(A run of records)
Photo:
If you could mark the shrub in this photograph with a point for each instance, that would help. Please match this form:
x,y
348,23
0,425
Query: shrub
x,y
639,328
==
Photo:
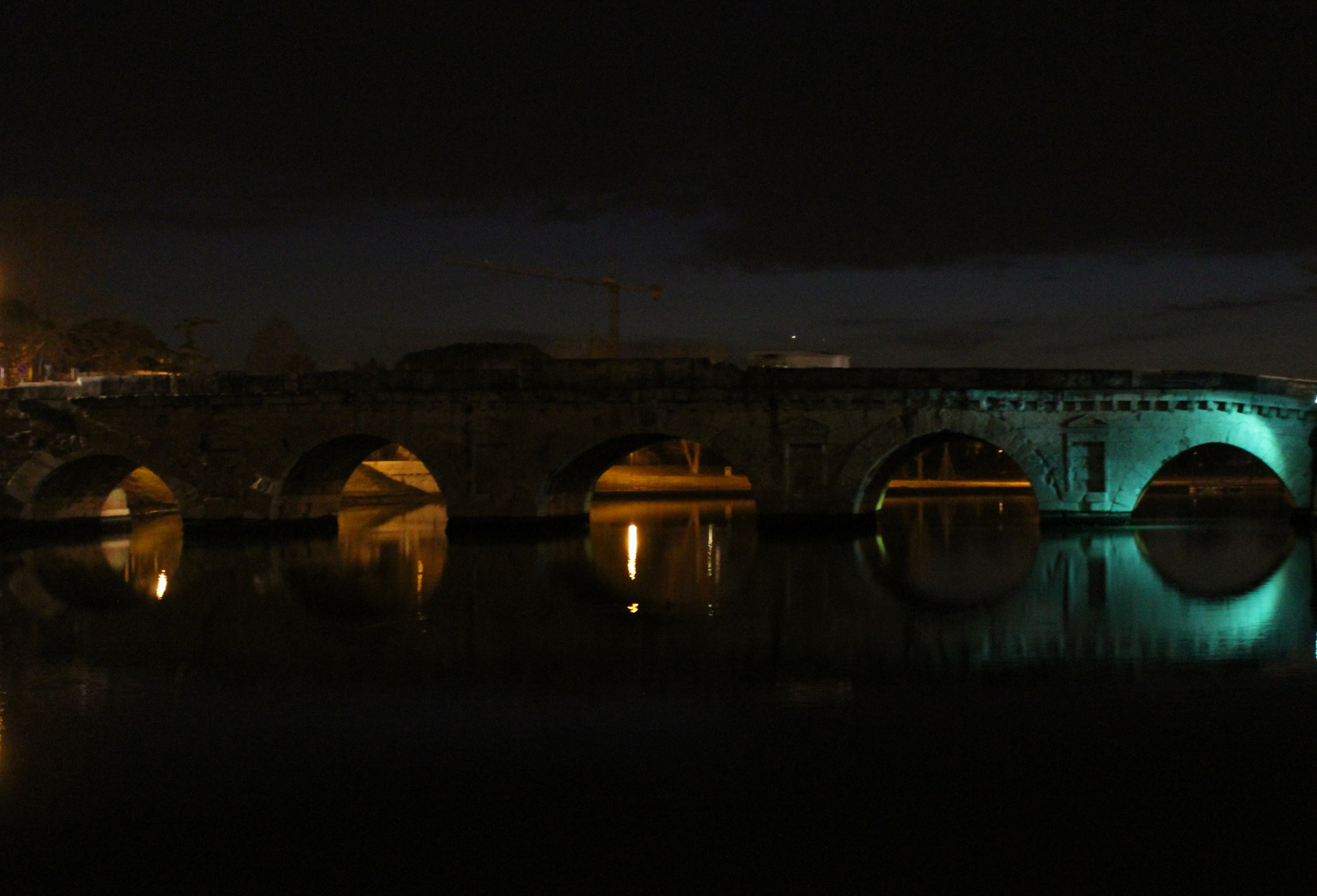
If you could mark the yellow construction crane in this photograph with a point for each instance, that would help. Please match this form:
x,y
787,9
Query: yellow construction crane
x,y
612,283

# What to work on
List every line in the listing above that contains the string "mark". Letter case counts.

# Complete output
If you could mark the shrub in this photograph with a point for each instance, that would help. Please match this form:
If you could mark the yellow construction crane in this photograph with a point for each instance, that would help. Please match this form:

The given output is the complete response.